Exercise description
Where an entry holds an image, leave the image out; otherwise reproduce the entry exactly.

(Beginning of Extracted records)

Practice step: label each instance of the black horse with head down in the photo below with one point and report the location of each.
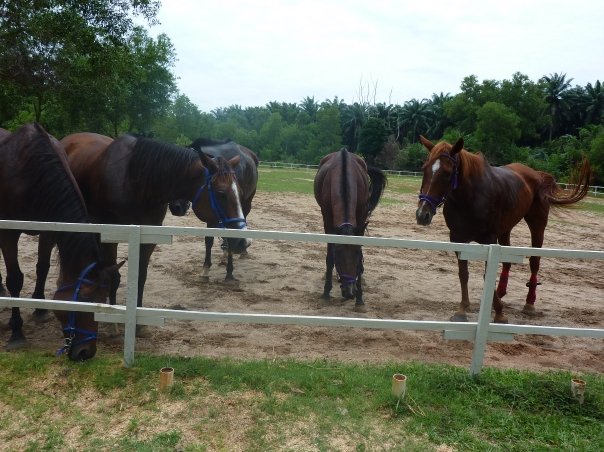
(347, 190)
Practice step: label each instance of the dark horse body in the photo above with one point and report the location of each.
(246, 173)
(37, 185)
(483, 203)
(347, 191)
(131, 181)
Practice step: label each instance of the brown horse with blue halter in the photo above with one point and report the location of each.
(131, 181)
(482, 204)
(37, 185)
(246, 175)
(347, 191)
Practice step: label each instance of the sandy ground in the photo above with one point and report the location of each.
(283, 277)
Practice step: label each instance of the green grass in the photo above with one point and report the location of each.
(218, 404)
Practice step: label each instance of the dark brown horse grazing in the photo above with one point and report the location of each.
(132, 180)
(483, 203)
(347, 190)
(246, 174)
(36, 185)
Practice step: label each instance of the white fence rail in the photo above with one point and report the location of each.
(480, 332)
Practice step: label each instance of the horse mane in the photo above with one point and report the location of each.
(155, 165)
(52, 191)
(344, 182)
(201, 142)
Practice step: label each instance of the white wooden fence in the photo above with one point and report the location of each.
(480, 332)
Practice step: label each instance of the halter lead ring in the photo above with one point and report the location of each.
(71, 329)
(223, 220)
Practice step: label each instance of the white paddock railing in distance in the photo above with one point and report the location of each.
(594, 190)
(480, 332)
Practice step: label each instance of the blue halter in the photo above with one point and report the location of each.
(435, 203)
(223, 220)
(71, 329)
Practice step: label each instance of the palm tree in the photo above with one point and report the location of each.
(352, 118)
(438, 119)
(415, 118)
(555, 86)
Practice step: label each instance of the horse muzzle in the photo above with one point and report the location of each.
(424, 214)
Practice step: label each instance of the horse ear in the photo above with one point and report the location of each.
(233, 162)
(427, 143)
(458, 146)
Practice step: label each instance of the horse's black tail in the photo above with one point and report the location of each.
(377, 184)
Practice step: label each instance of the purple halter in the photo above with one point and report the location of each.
(435, 203)
(345, 278)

(End of Extracted records)

Response to the task
Practice step: label each instance of the black horse with head down in the photo below with one point and report the location of each.
(347, 190)
Practice step: label each instance of the dark horse body in the photo above with one point and report the location of each.
(246, 173)
(37, 185)
(483, 203)
(347, 191)
(131, 181)
Practice step: label each instance of the brown horse with blue halter in the photo above with one point and report the location of each.
(131, 181)
(482, 204)
(37, 185)
(246, 175)
(347, 191)
Practice step: label each instance of the sandy ground in the photo above with one point and report the location of each.
(283, 277)
Practice step: label each instance of the green grass in the photo above with one point and report the location of each.
(218, 404)
Practice step: label each instance of the dark brown horse grazing in the photo above with one point and report the location of each.
(132, 180)
(483, 203)
(347, 190)
(246, 174)
(36, 185)
Practice step: label each instance of the white fence rail in the photo above with one point and report the location of each.
(480, 332)
Practice step: label each instance of the horse mane in the photo above with one point and report the location of each.
(155, 165)
(52, 191)
(344, 182)
(201, 142)
Practice step: label each instance of the white wooden fence in the photo above with one point and report the location of each.
(480, 332)
Practice step: label each instance of the halter lead ring in the photo above with one point and report the location of each.
(71, 329)
(223, 220)
Practice step: label each instance of the white paddock railing in distance in the photo above with one point and report the location of each.
(594, 190)
(480, 332)
Practice step: label each instance of the blue halter in the photo above with one point and report the location of each.
(435, 203)
(223, 220)
(71, 329)
Practice step: label each instance of the palm tree in the photo above with one point and report the location of each.
(352, 118)
(438, 119)
(415, 118)
(555, 86)
Practice step: label each instance of the horse muzzle in the photo above with one point and report the location of each.
(424, 214)
Practice step: label each instance of the horse ear in the photo above with one point and report the location of each.
(233, 162)
(427, 143)
(458, 146)
Practice step: label each instance of the horse's black tail in the photo above with one point and report the location of each.
(377, 184)
Practice step: label each instance of the purple halter in the photo above with one point and report the location of each.
(435, 203)
(345, 278)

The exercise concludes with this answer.